═════ Records ═════
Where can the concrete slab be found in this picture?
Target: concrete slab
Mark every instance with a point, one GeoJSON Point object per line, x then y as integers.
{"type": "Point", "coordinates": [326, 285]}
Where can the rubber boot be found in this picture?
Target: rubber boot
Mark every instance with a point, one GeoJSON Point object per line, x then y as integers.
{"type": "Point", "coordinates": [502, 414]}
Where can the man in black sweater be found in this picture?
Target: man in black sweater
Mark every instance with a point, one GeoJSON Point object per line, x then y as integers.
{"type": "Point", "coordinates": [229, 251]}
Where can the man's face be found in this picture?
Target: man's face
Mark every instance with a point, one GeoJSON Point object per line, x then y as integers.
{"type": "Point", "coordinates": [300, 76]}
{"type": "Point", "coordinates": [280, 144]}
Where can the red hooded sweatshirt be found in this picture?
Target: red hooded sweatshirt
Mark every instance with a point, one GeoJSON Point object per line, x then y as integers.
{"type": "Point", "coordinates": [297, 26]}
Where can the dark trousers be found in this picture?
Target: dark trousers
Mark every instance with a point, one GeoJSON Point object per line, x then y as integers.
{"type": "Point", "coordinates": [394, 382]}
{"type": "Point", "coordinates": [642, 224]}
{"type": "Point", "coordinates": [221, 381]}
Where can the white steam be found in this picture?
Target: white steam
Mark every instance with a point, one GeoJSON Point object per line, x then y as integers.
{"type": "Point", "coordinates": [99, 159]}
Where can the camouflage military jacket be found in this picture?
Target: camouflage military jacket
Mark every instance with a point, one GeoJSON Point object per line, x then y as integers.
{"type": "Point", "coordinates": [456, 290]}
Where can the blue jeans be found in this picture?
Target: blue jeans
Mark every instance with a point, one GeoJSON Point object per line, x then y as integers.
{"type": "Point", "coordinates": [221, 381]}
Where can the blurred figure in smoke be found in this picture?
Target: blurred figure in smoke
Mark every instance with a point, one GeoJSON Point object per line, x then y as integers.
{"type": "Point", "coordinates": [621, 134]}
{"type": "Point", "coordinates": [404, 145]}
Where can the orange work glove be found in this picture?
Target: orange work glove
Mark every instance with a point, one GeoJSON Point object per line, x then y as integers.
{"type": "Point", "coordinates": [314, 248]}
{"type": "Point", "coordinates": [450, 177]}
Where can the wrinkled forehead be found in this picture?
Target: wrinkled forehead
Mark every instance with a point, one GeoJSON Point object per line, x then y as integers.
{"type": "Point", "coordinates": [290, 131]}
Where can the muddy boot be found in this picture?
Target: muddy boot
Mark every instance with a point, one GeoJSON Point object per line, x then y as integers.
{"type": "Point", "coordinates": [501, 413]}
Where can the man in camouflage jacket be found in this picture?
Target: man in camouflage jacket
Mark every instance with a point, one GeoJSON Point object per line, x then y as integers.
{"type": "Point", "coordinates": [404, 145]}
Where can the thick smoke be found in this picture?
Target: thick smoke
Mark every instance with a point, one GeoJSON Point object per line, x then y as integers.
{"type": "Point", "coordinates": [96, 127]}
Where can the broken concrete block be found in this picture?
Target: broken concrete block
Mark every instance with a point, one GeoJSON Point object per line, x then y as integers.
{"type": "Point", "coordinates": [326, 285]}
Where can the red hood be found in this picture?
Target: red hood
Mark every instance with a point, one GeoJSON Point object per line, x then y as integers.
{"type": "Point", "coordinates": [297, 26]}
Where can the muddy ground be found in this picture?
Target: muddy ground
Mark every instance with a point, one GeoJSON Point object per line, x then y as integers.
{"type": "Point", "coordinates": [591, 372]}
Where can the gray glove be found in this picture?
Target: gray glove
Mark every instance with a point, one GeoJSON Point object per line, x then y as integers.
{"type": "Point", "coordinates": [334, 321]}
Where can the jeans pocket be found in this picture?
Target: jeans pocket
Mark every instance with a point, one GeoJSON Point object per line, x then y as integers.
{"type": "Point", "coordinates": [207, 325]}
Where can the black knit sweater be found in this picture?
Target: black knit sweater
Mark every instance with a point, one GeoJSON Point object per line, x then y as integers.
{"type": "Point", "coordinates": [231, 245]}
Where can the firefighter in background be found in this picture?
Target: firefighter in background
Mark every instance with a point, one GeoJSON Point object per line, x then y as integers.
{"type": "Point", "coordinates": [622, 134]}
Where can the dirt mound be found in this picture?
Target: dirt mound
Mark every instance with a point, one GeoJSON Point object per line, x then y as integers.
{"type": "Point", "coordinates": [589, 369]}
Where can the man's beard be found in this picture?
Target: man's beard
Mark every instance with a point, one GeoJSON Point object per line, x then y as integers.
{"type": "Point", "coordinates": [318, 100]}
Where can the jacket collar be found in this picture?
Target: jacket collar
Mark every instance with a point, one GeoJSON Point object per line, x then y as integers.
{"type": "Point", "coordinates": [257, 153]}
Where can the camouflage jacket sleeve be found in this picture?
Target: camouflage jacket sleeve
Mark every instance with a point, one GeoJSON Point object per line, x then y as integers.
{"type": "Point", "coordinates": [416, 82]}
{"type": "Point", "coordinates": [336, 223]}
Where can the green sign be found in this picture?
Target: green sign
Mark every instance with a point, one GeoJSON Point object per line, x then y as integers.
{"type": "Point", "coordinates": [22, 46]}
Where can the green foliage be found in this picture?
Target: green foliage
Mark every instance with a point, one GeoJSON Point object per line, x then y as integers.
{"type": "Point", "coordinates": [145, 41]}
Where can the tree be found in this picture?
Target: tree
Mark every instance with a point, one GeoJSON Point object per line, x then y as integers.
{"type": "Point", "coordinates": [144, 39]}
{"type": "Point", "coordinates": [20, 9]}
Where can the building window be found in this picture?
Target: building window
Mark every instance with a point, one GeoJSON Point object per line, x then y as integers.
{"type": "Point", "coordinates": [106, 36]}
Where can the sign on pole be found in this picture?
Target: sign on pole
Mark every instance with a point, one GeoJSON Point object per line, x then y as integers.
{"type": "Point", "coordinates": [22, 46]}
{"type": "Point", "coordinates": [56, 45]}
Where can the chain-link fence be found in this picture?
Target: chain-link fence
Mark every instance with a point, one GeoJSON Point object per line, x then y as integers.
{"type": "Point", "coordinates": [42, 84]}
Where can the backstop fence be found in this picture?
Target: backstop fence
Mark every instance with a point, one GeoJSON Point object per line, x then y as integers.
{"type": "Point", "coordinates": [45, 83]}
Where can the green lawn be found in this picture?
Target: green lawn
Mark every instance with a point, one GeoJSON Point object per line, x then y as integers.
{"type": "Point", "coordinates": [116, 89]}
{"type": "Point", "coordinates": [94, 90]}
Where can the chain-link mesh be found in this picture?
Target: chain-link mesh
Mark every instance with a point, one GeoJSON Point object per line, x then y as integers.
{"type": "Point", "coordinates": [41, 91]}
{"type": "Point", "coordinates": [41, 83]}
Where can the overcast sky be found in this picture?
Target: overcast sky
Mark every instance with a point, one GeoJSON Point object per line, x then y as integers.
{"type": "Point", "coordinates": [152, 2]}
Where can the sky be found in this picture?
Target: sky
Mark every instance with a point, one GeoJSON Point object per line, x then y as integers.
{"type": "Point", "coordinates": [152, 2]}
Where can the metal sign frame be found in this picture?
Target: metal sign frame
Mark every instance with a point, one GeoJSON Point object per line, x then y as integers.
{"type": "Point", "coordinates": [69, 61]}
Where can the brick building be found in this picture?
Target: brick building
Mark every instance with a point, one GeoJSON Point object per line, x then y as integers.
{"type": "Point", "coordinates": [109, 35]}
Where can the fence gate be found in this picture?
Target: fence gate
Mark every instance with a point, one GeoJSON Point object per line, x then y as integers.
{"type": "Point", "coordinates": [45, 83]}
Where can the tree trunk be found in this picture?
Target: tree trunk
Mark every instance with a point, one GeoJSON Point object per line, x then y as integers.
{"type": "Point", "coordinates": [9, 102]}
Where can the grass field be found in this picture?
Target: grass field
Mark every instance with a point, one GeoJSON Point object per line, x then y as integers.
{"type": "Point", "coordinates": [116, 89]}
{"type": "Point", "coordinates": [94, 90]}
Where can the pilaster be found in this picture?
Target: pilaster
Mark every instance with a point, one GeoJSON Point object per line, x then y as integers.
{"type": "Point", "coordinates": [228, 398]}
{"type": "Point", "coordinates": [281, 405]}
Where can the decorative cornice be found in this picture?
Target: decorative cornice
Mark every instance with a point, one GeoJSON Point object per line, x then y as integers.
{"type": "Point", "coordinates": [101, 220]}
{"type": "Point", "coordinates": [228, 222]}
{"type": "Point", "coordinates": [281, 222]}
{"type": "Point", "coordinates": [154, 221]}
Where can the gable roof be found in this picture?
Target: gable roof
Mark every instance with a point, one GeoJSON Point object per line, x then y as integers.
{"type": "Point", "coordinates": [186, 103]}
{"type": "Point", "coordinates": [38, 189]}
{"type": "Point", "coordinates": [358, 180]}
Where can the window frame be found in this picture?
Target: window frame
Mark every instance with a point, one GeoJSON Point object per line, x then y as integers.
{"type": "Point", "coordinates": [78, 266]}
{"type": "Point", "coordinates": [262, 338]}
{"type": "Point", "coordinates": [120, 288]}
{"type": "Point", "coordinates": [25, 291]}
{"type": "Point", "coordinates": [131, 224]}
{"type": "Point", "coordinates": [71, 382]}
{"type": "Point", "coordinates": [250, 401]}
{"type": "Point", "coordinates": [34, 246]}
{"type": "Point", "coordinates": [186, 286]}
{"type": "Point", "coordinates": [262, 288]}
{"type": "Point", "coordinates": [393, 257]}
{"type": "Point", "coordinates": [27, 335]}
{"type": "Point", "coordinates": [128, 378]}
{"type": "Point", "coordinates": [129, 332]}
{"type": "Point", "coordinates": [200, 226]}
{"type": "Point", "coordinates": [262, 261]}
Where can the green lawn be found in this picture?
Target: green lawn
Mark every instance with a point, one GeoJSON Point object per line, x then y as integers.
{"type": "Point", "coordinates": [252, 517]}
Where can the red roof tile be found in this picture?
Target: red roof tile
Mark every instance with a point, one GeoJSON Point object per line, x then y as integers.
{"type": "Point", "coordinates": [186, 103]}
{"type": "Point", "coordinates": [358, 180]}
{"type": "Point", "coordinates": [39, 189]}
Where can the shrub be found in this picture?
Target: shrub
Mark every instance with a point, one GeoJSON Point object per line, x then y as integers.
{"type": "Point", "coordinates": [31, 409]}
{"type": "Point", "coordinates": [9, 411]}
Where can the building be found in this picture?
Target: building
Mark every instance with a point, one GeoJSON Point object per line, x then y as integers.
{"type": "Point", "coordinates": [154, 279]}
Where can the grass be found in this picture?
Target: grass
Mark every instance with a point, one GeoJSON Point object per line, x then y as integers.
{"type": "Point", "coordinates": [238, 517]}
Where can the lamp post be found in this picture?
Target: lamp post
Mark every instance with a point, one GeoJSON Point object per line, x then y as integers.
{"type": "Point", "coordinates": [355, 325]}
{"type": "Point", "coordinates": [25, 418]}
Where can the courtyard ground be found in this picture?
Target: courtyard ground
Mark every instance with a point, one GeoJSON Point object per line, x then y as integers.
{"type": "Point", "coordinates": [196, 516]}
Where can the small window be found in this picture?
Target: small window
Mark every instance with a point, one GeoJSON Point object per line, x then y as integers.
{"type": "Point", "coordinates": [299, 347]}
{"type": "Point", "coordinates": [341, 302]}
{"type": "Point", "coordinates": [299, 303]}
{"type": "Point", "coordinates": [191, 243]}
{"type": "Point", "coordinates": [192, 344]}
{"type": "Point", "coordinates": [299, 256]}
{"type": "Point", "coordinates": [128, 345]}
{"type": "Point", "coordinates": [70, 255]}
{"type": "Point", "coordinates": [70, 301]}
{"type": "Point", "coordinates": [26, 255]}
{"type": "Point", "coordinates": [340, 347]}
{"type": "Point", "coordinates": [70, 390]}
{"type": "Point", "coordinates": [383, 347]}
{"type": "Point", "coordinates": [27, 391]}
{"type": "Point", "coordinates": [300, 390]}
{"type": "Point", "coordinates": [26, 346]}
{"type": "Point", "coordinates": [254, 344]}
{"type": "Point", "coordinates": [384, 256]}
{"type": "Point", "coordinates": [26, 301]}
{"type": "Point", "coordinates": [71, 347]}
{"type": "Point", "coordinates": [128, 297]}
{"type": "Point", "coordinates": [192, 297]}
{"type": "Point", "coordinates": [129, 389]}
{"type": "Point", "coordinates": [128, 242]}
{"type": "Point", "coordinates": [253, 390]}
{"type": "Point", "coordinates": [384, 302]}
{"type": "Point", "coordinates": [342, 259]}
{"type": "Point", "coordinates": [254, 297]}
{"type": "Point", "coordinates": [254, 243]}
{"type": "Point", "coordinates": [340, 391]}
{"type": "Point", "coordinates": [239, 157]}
═════
[Problem]:
Pick out every line in the items above that contains the word "dirt" and copy each of those lines.

[Finished task]:
Where can the dirt mound be found in this picture?
Target: dirt mound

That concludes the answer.